◆ **WHAT IS EXPECTED**: Return each line of the records below in which the string "every" turns up.

*** DATASET Section Begins ***

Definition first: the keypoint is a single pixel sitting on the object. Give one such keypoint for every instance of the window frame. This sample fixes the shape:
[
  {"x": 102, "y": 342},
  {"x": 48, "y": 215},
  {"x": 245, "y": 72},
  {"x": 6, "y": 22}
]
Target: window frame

*** DATASET Section Ends ***
*** DATASET Section Begins ***

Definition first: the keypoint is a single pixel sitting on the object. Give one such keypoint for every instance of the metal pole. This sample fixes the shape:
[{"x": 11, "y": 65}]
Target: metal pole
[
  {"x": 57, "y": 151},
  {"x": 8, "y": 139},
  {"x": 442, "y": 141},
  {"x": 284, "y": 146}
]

*** DATASET Section Ends ***

◆ **ANSWER FOR THIS EXERCISE**:
Definition first: the keypoint is a single pixel sitting on the object. Give one such keypoint for every instance of the window frame. This sample fixes the shape:
Definition first: the keypoint is a single pixel sitting on the object. Give one such keypoint for every instance of the metal pole. This sample fixes the shape:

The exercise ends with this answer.